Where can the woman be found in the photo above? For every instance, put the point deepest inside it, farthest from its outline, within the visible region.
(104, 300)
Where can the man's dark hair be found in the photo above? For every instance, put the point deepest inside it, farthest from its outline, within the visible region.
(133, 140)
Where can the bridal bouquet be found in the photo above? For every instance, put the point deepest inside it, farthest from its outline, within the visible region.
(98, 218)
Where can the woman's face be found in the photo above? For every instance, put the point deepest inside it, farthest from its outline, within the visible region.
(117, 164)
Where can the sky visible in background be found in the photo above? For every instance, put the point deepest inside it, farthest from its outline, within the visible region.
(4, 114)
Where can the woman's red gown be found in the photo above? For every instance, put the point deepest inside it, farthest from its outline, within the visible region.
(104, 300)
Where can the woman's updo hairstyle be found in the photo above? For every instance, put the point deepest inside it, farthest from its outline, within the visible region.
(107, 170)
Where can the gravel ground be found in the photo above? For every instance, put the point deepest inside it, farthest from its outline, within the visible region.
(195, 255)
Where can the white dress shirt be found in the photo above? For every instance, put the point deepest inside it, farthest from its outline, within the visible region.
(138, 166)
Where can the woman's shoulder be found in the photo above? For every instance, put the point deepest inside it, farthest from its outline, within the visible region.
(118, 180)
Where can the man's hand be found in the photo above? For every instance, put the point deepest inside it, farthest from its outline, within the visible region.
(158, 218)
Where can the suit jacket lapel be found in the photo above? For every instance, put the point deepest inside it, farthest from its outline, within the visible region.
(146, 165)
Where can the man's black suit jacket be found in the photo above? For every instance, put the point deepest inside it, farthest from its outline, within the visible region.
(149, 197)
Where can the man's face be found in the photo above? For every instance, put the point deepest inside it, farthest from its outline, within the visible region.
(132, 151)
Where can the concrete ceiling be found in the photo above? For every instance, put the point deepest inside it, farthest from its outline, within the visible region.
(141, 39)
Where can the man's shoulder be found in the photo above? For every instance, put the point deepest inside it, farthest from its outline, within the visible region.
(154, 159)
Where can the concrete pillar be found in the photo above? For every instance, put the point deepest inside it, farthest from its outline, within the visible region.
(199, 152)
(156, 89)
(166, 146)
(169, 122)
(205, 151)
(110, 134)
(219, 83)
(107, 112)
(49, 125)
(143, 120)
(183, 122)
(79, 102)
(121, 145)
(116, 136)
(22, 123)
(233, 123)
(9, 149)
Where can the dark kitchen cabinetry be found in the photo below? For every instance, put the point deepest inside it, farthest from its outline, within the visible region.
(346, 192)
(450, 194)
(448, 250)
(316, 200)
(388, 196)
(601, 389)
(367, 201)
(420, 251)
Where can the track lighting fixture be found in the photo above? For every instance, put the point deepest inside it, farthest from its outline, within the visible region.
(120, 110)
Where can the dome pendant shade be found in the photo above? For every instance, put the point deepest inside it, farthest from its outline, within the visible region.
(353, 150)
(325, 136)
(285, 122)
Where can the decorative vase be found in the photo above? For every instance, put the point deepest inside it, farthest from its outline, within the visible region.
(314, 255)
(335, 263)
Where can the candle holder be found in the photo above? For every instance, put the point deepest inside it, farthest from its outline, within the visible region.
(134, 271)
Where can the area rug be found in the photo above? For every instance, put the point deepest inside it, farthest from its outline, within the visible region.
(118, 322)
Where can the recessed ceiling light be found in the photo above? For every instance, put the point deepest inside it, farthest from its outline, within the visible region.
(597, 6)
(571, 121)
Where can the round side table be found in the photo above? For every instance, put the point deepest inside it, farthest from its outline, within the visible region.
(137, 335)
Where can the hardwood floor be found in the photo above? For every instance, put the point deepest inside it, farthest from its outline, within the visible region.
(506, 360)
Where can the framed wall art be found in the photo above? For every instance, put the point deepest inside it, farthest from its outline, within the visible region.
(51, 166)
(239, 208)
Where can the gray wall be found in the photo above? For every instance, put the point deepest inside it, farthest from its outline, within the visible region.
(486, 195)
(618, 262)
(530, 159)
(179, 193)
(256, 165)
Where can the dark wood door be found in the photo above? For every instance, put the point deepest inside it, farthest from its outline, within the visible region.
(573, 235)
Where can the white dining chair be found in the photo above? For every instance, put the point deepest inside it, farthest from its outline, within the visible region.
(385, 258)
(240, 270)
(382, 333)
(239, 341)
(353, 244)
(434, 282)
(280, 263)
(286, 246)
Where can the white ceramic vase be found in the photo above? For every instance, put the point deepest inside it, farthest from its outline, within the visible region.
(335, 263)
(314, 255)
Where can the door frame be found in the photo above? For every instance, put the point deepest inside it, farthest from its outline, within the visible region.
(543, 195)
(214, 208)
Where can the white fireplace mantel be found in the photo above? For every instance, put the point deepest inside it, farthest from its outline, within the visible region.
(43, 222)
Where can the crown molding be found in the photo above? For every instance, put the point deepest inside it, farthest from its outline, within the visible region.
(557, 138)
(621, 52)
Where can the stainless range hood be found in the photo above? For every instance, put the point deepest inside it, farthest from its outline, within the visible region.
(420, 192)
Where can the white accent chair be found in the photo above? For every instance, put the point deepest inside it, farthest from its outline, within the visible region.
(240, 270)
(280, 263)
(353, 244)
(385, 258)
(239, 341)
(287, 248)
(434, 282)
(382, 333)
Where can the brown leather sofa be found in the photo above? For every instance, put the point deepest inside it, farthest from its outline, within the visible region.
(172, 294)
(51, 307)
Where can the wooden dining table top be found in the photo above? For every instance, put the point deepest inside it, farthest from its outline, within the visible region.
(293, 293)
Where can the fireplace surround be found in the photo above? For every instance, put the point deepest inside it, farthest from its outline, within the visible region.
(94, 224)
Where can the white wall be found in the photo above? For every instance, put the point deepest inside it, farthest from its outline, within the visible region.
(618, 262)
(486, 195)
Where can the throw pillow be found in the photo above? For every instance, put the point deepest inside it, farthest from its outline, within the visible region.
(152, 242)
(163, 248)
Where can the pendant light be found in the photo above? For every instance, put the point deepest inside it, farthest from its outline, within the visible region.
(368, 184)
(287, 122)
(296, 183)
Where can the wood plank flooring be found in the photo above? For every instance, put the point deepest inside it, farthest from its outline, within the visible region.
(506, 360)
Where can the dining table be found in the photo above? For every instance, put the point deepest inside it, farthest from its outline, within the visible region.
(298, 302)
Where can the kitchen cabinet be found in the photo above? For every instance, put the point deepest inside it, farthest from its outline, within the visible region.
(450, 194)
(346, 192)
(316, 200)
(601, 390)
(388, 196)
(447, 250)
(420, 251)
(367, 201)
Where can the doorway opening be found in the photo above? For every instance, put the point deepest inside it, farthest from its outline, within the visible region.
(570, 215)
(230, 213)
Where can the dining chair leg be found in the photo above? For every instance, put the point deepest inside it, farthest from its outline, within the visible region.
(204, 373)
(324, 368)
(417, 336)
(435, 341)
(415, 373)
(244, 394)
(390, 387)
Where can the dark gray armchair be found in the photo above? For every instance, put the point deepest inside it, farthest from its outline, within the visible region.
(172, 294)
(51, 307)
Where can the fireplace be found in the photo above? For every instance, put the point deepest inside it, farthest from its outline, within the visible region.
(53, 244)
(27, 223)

EXERCISE BRIEF: Please set down the entire listing once more, exactly as it stands.

SOLUTION TO THIS PROBLEM:
Where can the woman be found in the photo above? For every instance, put the point deepest inside it, farthest from its outline, within the visible region.
(104, 300)
Where can the man's dark hair be found in the photo above? For every instance, put the point deepest inside it, farthest from its outline, within the visible region.
(133, 140)
Where can the bridal bouquet be found in the photo above? For every instance, put the point deepest inside it, farthest from its outline, within the visible region.
(98, 218)
Where can the woman's face be found in the photo above? For every instance, put the point deepest inside it, farthest from its outline, within the visible region.
(117, 164)
Where can the sky visible in background be found in the photo above? For every instance, put the point deepest inside it, farthest from its outline, within the visible region.
(4, 114)
Where can the woman's red gown be found in the photo above? For every instance, put the point deepest inside it, farthest from its outline, within the visible region.
(104, 300)
Where can the woman's updo hairstyle be found in the photo above? For every instance, put the point deepest inside it, farthest from its outline, within the visible region.
(107, 170)
Where can the gravel ground be found in the photo above? For every instance, put the point deepest inside it, farthest from its outline, within the visible region.
(195, 255)
Where can the white dress shirt be found in the photo above? For every instance, put the point deepest inside it, farthest from its outline, within the visible region.
(138, 166)
Where can the woman's shoulder be found in the photo above? For every instance, put the point deepest inside it, farthest from its outline, within the visible region.
(118, 180)
Where can the man's hand be found in the photo above? For every instance, put the point deepest inside it, farthest from its outline, within the visible region.
(158, 218)
Where can the suit jacket lapel be found in the photo above? For every instance, put the point deepest inside it, farthest from its outline, within the visible region.
(146, 165)
Where can the man's black suit jacket be found in the photo above? For every instance, put the point deepest inside it, farthest from its outline, within the visible region.
(149, 197)
Where can the man's face be found in the photo above? For every instance, put the point deepest inside it, farthest from its outline, within the visible region.
(132, 151)
Where can the concrete ceiling be found in the photo above? For every instance, put the point deepest inside it, farthest from its outline, within the visible region.
(141, 39)
Where can the man's shoulder be found in the photo above? For every instance, put the point deepest inside it, farthest from its outline, within the visible region.
(154, 159)
Where can the concrete pillar be found in the photo above? For every instance, put the point deepest inside it, farthest from its outline, within the visible region.
(199, 152)
(156, 89)
(166, 146)
(169, 122)
(205, 151)
(110, 134)
(219, 83)
(107, 112)
(49, 125)
(143, 120)
(183, 122)
(79, 102)
(121, 145)
(116, 136)
(22, 123)
(233, 123)
(9, 149)
Where can the dark kitchen cabinetry be found in the photo below? For every instance, put the point deepest inside it, farthest from its outline, within the visible region.
(346, 192)
(450, 194)
(448, 250)
(316, 200)
(388, 196)
(601, 389)
(367, 201)
(420, 251)
Where can the track lighting fixture be found in the photo above? For every instance, put the point deepest inside it, farthest from its outline, within the visible region.
(120, 110)
Where can the dome pendant shade be found in the photo above? For every instance, put the point deepest inside it, farthest from its outline, within the visible region.
(353, 150)
(325, 136)
(285, 122)
Where can the decorative vase be found in the photo above? For every instance, put the point deepest inside it, farthest from its outline, within the visible region.
(314, 255)
(335, 263)
Where can the candle holder be found in the photo above? For every instance, put the point deepest inside it, farthest from its outline, within the visible region.
(134, 271)
Where can the area rug be found in the photo above? For every instance, put the point deepest inside it, farthest from its outline, within the visible region.
(118, 322)
Where can the recessed ceiling light be found in the photo above? For every instance, put the point deepest inside it, farthest from its outline, within the visible region.
(597, 6)
(571, 121)
Where can the round side table be found in the photo above? For every instance, put the point deepest inside it, farthest from its outline, within the visible region.
(137, 335)
Where can the hardwood floor be found in the photo above? For every instance, put the point deepest inside it, farthest from its outline, within the visible region.
(506, 360)
Where can the framed wall art be found in the photo above? For every instance, put the point deepest inside it, farthest from its outline, within the visible region.
(51, 166)
(239, 208)
Where can the gray wall be found in the photo above? For every instance, put the point deepest inside it, farthest from its outline, within the visible region.
(486, 195)
(618, 262)
(530, 159)
(179, 193)
(256, 165)
Where can the dark wood door be found in the photo above? For every instance, put the point deepest inside it, farthest from its outline, within the visible region.
(573, 235)
Where can the white dining chair be found in the photo above? For every instance, put the point deepest inside it, farthest from its outline, within the visible region.
(385, 258)
(240, 270)
(382, 333)
(239, 341)
(353, 244)
(434, 282)
(280, 263)
(286, 246)
Where can the white ceramic vase be found in the photo above? For every instance, put the point deepest inside it, farthest from its outline, within the visible region.
(335, 263)
(314, 255)
Where can the door frame be found in the photo above? For every instance, put the point deepest inside it, farthest from its outline, within the visible region.
(543, 195)
(214, 208)
Where can the white fireplace mantel be found in the photo above? For every instance, put the point deepest inside it, farthest from its outline, within the visible region.
(43, 222)
Where can the crown molding be found in the photo above? For every instance, put the point deepest inside it, farthest from its outline, within the visible region.
(557, 138)
(621, 52)
Where can the stainless range hood be found in the photo above? For every instance, put the point deepest inside it, farthest from its outline, within the visible region.
(420, 192)
Where can the white accent chair be found in the photo above? For every instance, put the point deepest inside it, farthest from its outline, within the visible region.
(240, 270)
(280, 263)
(353, 244)
(385, 258)
(239, 341)
(287, 248)
(434, 282)
(382, 333)
Where can the brown leather sofa be found in the photo above? For every instance, put the point deepest inside it, farthest from its outline, within the visible region.
(172, 294)
(51, 307)
Where can the wooden dining table top be found in the photo above? For every instance, put the point deepest inside it, farthest from its outline, within the visible region.
(293, 293)
Where can the fireplace surround be found in the photo above? For every instance, put the point deepest inside it, farthest from its outline, within the visible region.
(94, 224)
Where can the white wall be found in the photo above? For every instance, put the point deepest inside it, farthest from its outline, within the visible region.
(618, 262)
(486, 195)
Where can the throw pillow be found in the photo above? For every instance, put the point deepest inside it, farthest from its outline, within the visible region.
(152, 242)
(163, 248)
Where can the pendant light be found in the photo above? For every instance, put the point deepest inside it, farthest from its outline, within the visible region.
(368, 184)
(287, 122)
(296, 183)
Where can the wood plank flooring be found in the photo above? For every instance, put the point deepest inside it, farthest from its outline, within the visible region.
(506, 360)
Where can the dining table be found in the photo above? For every instance, put the point deepest inside it, farthest from its outline, within the visible region.
(298, 302)
Where can the kitchen cabinet be found in the photo above? For every instance, put the point deepest inside it, farthest from its outline, within the visible region.
(450, 194)
(346, 192)
(316, 200)
(601, 390)
(388, 196)
(447, 250)
(420, 251)
(367, 201)
Where can the doorway opening be found in the photo above? For every instance, put the point deepest inside it, farthest from its outline, within the visible region.
(570, 215)
(230, 213)
Where can the dining chair leg be found in the photo above? For every instance, put the point deepest inside it, farthest from its outline, within the visible region.
(204, 373)
(324, 368)
(417, 336)
(435, 341)
(415, 373)
(244, 394)
(390, 387)
Where can the dark gray armchair be found in the photo above? For every instance, put the point deepest inside it, farthest from its outline, within the visible region.
(172, 294)
(51, 307)
Where can the fireplace be found in the photo above? For every instance, put the point deepest inside it, farthest from its outline, within the visible region.
(53, 244)
(27, 223)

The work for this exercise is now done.